● WHAT THIS TASK INVOLVES:
Please give the number of lines in the records below that contain the string "keys", matching case exactly, and reply with that number alone.
-- Start --
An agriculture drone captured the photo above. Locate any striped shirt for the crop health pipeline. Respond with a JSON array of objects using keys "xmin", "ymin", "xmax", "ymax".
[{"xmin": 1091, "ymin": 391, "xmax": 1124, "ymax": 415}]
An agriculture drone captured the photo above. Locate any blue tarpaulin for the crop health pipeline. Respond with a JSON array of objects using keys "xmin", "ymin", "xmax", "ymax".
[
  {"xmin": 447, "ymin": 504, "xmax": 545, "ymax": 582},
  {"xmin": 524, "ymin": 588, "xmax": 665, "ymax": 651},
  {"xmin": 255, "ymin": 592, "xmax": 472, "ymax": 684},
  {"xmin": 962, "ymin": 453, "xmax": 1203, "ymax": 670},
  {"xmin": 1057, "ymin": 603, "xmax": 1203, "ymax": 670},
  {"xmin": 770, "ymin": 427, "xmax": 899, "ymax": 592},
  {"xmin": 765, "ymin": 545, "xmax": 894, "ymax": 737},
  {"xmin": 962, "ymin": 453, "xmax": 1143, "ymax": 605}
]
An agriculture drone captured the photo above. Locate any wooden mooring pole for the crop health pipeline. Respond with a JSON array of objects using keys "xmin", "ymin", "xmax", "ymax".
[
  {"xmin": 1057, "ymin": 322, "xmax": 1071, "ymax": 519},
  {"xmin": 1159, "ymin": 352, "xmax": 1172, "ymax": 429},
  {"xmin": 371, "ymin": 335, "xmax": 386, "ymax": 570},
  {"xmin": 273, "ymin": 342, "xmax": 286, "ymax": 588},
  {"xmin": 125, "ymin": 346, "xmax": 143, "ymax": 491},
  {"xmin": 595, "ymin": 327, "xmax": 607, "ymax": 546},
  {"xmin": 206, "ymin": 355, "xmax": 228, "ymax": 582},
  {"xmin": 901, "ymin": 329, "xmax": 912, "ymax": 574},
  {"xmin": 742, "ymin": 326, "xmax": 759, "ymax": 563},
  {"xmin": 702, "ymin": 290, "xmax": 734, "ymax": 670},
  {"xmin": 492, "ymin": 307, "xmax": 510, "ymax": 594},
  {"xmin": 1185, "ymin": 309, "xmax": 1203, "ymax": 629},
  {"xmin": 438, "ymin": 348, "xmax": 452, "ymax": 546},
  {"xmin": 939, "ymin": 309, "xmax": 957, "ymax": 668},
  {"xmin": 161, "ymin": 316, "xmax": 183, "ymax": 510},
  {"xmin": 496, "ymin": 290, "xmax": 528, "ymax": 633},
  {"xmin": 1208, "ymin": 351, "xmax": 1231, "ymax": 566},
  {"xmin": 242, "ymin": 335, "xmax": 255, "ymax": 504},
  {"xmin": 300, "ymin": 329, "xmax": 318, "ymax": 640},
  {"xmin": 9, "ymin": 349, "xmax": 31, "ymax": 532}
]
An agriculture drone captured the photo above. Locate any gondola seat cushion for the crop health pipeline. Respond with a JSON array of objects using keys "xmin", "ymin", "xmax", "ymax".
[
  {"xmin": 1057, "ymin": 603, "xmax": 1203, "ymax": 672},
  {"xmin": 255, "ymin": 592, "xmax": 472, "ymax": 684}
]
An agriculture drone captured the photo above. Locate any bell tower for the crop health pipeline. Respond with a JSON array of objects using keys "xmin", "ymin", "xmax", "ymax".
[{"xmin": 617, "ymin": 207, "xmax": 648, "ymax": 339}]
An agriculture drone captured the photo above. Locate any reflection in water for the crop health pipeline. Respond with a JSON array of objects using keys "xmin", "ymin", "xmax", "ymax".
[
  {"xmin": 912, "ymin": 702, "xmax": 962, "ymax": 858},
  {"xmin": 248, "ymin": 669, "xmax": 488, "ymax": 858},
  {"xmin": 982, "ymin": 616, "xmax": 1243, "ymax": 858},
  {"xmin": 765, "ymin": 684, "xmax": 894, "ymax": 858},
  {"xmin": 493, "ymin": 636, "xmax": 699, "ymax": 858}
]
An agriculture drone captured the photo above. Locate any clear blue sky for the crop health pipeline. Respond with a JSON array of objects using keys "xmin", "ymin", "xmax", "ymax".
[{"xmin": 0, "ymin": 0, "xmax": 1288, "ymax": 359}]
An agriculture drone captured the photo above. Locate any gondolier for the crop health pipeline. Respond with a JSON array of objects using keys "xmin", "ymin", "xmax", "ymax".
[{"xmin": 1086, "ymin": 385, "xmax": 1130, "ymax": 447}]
-- End --
● FULL ANSWER:
8